→ **What you should do**
Transcribe the listing below from its opening line up to and including the line that contains "28V13L391 32L362 54L358"; reproduce nothing else.

-.-.-

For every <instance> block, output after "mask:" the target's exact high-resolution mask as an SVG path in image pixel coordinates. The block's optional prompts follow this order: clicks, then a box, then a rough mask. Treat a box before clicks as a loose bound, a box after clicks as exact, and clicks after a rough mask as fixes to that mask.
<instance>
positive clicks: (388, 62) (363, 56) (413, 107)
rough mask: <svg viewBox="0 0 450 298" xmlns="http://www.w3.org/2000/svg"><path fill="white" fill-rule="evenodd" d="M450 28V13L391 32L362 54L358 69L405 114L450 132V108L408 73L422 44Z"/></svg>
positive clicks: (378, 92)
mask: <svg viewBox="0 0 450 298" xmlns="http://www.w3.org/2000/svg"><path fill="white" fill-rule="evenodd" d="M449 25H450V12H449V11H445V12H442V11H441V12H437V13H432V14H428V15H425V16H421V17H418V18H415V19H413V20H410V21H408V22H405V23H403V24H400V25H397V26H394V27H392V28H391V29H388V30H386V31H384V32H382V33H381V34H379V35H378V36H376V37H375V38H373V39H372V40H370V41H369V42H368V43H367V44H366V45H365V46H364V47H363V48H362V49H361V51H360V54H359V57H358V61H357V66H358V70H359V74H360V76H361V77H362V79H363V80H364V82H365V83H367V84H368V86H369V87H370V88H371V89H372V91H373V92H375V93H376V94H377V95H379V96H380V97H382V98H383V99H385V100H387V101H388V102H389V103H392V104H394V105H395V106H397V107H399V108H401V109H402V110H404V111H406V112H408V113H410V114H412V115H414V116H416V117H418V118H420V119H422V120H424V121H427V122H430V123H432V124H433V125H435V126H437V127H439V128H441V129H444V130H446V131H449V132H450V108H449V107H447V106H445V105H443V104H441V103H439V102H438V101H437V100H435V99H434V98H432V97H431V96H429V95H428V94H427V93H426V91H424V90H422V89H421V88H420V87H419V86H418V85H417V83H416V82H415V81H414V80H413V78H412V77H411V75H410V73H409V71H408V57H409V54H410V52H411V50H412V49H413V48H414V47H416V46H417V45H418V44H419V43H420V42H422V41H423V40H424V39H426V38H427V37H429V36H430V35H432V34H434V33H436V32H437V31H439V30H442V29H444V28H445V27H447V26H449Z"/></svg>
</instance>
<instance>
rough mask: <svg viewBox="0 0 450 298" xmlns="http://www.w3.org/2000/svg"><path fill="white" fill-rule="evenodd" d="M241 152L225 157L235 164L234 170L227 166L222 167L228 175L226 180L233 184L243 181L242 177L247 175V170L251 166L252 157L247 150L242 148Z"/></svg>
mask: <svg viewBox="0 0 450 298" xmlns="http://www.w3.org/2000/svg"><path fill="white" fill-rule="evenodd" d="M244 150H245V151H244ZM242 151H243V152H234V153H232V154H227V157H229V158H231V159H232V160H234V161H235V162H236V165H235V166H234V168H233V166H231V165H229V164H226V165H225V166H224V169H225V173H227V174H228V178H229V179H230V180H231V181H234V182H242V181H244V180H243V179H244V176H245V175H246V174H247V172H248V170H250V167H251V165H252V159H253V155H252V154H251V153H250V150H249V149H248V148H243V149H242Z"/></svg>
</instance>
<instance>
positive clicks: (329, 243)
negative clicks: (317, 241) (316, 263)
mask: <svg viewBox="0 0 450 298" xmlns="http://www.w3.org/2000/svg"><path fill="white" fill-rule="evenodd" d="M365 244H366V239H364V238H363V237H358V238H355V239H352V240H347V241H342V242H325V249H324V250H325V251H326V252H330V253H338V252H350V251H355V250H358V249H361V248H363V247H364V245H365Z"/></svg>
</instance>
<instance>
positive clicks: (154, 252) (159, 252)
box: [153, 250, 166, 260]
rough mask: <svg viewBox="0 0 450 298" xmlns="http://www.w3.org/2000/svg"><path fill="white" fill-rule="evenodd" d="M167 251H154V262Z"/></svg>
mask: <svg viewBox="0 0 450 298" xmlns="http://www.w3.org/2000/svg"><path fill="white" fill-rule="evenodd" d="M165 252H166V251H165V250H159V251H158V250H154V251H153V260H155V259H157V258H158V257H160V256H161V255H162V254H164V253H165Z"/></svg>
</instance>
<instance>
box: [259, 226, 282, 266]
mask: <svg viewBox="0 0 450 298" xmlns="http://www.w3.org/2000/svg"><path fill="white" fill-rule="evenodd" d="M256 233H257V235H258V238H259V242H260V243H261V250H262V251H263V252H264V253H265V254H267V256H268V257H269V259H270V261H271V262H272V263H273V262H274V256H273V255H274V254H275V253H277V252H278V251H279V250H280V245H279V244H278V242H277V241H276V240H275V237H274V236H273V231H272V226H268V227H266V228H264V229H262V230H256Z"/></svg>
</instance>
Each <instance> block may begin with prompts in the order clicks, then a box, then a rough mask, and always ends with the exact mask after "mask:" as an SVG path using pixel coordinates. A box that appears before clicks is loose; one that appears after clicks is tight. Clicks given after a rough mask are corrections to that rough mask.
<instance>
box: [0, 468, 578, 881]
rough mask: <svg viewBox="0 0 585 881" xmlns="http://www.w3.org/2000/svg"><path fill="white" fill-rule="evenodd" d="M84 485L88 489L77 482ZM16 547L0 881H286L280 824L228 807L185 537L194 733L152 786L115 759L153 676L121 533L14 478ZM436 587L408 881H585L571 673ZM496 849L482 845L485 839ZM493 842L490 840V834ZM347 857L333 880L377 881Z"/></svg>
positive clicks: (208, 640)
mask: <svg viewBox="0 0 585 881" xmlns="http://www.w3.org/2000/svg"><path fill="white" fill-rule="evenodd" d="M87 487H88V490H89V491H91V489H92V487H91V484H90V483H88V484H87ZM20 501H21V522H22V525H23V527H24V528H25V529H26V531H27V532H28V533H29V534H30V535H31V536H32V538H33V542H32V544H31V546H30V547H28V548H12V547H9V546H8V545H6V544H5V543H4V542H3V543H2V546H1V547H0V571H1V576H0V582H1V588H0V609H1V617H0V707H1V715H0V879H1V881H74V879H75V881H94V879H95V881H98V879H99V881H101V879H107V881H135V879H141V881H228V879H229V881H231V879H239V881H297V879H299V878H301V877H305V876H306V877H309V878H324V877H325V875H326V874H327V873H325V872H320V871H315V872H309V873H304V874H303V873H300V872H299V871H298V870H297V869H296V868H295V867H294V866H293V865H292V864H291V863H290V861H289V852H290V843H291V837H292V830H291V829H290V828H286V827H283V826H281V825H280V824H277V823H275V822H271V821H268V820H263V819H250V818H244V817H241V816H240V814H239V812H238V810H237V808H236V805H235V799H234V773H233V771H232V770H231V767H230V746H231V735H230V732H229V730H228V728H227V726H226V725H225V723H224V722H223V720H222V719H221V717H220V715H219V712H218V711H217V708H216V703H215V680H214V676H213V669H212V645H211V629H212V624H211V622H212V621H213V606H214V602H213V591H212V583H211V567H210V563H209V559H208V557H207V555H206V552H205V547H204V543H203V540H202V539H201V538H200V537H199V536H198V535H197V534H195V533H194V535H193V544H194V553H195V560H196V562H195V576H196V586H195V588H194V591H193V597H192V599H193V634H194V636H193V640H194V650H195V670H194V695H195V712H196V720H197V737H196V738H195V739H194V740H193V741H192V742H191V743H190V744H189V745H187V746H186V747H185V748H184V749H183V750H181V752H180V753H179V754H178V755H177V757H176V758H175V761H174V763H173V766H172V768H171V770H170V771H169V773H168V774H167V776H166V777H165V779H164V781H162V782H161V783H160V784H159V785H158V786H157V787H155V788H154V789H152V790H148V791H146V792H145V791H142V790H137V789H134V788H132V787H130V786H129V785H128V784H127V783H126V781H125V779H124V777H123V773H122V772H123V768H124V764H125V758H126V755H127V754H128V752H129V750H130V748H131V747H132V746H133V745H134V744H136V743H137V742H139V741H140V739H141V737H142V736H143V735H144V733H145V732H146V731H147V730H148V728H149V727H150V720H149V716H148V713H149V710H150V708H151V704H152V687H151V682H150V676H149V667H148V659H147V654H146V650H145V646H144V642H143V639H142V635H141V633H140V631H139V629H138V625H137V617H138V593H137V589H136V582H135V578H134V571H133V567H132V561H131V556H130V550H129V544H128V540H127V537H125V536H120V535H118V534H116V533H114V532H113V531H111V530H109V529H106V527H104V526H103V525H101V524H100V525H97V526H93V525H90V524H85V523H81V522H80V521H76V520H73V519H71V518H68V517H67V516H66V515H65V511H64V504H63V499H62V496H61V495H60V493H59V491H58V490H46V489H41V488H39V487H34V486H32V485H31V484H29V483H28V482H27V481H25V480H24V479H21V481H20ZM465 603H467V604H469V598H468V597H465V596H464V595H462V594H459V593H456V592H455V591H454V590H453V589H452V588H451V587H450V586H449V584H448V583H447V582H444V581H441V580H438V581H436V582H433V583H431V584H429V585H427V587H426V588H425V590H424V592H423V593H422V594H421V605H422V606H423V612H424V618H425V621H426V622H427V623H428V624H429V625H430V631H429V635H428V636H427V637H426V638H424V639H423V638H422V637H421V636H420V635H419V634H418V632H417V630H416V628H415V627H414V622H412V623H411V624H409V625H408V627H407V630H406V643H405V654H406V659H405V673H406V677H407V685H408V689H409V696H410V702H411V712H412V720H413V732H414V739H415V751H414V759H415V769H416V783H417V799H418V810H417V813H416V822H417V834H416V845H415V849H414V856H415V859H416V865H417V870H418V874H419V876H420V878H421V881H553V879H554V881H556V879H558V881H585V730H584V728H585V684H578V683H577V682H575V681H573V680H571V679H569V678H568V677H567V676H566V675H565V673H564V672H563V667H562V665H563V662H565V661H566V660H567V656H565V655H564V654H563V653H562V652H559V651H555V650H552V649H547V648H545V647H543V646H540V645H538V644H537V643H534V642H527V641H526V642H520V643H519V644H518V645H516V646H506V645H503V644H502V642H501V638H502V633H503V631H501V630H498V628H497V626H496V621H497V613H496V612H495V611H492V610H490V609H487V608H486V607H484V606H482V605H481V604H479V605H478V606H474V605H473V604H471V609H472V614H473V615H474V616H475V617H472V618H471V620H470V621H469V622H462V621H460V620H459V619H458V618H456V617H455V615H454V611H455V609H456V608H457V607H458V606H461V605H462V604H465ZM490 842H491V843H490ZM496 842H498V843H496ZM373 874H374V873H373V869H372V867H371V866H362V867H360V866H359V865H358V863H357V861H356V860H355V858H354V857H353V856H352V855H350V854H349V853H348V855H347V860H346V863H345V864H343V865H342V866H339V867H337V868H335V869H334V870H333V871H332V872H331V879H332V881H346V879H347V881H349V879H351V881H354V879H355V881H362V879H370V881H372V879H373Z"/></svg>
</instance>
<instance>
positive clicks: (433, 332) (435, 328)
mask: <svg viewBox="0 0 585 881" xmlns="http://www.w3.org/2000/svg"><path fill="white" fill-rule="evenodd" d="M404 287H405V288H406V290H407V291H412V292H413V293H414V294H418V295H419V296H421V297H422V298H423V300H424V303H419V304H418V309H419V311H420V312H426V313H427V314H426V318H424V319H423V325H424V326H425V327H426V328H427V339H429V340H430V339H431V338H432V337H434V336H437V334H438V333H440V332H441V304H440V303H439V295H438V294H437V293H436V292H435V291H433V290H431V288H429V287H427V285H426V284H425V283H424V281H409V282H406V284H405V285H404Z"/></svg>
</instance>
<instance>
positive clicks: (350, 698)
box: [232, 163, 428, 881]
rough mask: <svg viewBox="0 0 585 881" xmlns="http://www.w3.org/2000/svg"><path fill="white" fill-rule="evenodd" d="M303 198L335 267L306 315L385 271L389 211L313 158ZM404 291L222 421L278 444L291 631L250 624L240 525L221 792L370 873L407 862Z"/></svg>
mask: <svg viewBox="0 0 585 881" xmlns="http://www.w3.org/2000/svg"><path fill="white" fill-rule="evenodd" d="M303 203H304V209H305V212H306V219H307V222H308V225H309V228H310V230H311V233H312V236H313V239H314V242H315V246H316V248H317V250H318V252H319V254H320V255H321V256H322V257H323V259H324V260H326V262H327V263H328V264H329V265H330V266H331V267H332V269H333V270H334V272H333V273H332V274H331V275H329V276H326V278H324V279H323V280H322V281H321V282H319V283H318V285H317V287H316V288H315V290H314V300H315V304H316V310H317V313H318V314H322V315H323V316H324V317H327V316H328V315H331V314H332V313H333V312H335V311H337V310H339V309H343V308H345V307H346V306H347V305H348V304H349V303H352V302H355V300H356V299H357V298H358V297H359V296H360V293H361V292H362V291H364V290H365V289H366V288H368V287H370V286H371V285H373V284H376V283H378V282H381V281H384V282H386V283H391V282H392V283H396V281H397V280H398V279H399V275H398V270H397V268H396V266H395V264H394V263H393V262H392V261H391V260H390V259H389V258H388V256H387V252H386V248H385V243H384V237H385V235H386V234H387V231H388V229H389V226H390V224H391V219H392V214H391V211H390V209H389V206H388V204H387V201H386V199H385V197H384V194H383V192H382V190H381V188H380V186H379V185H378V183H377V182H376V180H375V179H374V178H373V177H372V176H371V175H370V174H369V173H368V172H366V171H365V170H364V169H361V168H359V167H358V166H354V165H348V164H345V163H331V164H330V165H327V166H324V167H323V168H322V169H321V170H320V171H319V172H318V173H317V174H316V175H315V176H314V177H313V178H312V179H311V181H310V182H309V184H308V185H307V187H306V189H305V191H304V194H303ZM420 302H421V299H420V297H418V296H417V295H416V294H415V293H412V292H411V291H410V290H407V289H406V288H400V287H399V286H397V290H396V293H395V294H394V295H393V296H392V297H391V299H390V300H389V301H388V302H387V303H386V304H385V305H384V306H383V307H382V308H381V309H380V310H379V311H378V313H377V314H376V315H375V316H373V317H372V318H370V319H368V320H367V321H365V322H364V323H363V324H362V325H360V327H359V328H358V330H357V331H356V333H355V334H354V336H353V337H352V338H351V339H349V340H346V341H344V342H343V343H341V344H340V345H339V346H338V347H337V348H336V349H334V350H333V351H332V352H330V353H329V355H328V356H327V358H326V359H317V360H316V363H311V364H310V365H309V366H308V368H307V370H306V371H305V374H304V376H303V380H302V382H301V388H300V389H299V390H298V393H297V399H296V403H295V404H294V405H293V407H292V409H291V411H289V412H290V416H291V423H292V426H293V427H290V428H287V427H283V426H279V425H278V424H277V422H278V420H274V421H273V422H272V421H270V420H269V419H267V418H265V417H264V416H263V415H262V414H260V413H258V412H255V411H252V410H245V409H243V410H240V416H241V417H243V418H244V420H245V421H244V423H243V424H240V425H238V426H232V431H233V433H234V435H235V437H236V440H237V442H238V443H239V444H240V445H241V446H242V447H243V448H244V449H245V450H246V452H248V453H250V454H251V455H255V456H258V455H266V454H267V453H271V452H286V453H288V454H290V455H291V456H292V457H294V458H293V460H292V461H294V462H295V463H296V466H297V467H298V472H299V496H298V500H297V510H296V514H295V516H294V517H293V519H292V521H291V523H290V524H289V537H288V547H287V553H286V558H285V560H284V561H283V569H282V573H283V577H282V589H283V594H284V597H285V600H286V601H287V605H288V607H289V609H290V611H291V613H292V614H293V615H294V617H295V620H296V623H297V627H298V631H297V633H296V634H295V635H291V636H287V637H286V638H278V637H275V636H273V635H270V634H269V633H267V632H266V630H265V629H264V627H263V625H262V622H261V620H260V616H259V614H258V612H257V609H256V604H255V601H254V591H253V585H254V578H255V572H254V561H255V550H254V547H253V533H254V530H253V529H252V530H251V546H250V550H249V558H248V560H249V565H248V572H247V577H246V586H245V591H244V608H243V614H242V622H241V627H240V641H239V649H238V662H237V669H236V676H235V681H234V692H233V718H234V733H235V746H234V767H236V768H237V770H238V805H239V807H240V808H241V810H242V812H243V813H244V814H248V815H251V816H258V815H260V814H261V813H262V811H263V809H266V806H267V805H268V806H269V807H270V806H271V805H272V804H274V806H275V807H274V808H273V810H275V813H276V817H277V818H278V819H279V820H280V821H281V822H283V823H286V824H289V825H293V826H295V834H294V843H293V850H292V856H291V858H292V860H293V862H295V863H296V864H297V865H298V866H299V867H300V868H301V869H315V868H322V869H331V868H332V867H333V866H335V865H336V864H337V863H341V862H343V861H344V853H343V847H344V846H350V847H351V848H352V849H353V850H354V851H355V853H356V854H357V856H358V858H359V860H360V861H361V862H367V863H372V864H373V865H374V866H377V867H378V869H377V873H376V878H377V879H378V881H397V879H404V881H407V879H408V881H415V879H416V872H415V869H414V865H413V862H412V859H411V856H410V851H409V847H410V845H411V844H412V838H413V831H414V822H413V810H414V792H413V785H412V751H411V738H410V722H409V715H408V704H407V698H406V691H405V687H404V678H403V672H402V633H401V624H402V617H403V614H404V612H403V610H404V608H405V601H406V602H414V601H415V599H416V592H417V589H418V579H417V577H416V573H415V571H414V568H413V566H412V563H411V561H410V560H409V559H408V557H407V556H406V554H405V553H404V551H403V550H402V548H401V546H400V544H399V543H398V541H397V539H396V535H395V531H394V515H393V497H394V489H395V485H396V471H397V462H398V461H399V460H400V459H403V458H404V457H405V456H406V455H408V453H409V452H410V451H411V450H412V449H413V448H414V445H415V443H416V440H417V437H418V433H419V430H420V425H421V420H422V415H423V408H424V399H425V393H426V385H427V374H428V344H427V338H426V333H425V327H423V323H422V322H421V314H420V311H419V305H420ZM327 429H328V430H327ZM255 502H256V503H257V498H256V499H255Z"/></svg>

-.-.-

→ **Solution**
For every <instance> block, output after "mask:" the target's exact high-resolution mask as an SVG path in image pixel coordinates. The block's optional prompts follow this order: clicks, then a box, then a rough mask. Treat a box before clicks as a loose bound, a box after clicks as exact, and clicks after a rough mask as fixes to that mask.
<instance>
positive clicks: (388, 62) (363, 56) (413, 107)
rough mask: <svg viewBox="0 0 450 298" xmlns="http://www.w3.org/2000/svg"><path fill="white" fill-rule="evenodd" d="M450 28V13L391 32L362 54L358 69L405 114L450 132V108L408 73L422 44Z"/></svg>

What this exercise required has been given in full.